#### [Brief]
Could you extract, word for word, the stretch of the passage on youth protest from "Violent protests are" through "a policing science."?

#### [Supplied text]
In my youth there were missile hurling youngsters causing mayhem across the world. If you did not join the ranks of student rioters on campus or marchers against nuclear proliferation, you were protesting against the Vietnam War or racism and Apartheid. And you did not always need a cause: mods, skinheads, rockers, ducktails and hippies were all a symptom of agitated adolescents causing their own brand of social discomfort. South Africa’s turbulence between the sixties and nineties all had a large, perhaps major component of youth.

Violent protests are a daily fare in South Africa, with some 600 having been recorded in the past year. You would think that by now our security forces would have learned the art of crowd control that would make the live Television coverage in homes and public places a little less frightening. The recent London riots showed too that instant electronic messaging and networking, demands a much higher level of skill on the part of police. Today crowd control and protest containment are a policing science.

#### [Dataset excerpts]
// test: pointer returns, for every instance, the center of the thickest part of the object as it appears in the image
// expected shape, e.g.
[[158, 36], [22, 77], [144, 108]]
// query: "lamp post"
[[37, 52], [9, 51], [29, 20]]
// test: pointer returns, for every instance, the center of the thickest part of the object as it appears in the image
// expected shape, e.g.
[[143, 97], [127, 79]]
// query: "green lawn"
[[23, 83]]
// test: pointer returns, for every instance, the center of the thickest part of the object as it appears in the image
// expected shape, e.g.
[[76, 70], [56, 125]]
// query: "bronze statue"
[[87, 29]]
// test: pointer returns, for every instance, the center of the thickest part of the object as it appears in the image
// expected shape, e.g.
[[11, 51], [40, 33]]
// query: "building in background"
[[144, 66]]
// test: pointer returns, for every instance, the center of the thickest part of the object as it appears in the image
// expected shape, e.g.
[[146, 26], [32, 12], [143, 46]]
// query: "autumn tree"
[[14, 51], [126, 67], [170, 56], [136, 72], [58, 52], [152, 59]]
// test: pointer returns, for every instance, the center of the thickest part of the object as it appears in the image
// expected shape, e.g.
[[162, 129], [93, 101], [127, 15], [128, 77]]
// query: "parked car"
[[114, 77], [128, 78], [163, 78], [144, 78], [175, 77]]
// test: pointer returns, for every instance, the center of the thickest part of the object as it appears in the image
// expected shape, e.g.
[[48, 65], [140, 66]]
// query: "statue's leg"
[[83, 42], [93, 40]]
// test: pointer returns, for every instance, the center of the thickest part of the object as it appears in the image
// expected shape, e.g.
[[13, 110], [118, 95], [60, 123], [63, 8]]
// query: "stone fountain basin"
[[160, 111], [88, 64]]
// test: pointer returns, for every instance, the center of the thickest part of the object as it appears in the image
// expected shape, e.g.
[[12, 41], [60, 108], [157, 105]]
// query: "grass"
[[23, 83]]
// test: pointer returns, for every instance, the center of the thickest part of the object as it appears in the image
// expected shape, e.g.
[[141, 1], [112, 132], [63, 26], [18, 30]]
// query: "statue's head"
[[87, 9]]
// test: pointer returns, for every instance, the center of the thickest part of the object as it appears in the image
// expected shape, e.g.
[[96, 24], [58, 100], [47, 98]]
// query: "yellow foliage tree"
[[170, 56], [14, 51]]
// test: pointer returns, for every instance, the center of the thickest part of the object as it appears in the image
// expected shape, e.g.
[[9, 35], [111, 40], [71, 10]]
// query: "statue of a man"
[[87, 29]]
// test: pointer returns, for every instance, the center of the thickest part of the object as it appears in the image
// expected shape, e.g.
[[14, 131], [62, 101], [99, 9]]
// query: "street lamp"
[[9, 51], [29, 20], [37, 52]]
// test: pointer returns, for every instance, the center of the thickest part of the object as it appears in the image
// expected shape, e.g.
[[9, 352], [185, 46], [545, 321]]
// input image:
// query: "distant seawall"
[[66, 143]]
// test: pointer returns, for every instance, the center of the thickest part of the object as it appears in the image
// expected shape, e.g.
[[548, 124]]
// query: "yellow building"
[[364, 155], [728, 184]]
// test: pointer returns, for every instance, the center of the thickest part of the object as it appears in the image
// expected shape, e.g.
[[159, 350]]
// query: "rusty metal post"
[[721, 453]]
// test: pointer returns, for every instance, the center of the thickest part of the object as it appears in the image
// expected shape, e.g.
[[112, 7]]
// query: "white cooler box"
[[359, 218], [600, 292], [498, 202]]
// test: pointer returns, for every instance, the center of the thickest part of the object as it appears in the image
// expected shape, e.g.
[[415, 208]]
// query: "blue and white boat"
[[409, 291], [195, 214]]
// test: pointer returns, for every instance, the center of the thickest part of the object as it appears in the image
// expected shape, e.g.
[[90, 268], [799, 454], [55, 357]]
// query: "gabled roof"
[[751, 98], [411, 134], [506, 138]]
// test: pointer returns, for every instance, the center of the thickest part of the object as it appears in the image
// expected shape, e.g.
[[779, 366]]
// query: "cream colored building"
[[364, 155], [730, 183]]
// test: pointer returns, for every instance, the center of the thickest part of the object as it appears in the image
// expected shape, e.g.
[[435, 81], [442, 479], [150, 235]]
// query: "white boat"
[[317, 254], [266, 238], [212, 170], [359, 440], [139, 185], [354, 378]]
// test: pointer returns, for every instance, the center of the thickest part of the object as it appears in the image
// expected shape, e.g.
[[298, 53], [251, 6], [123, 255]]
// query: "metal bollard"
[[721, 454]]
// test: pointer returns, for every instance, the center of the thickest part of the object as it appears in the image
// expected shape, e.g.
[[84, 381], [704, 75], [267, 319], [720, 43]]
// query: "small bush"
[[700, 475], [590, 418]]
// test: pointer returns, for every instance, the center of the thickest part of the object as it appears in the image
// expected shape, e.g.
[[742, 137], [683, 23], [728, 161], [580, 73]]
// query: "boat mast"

#### [Reply to the task]
Violent protests are a daily fare in South Africa, with some 600 having been recorded in the past year. You would think that by now our security forces would have learned the art of crowd control that would make the live Television coverage in homes and public places a little less frightening. The recent London riots showed too that instant electronic messaging and networking, demands a much higher level of skill on the part of police. Today crowd control and protest containment are a policing science.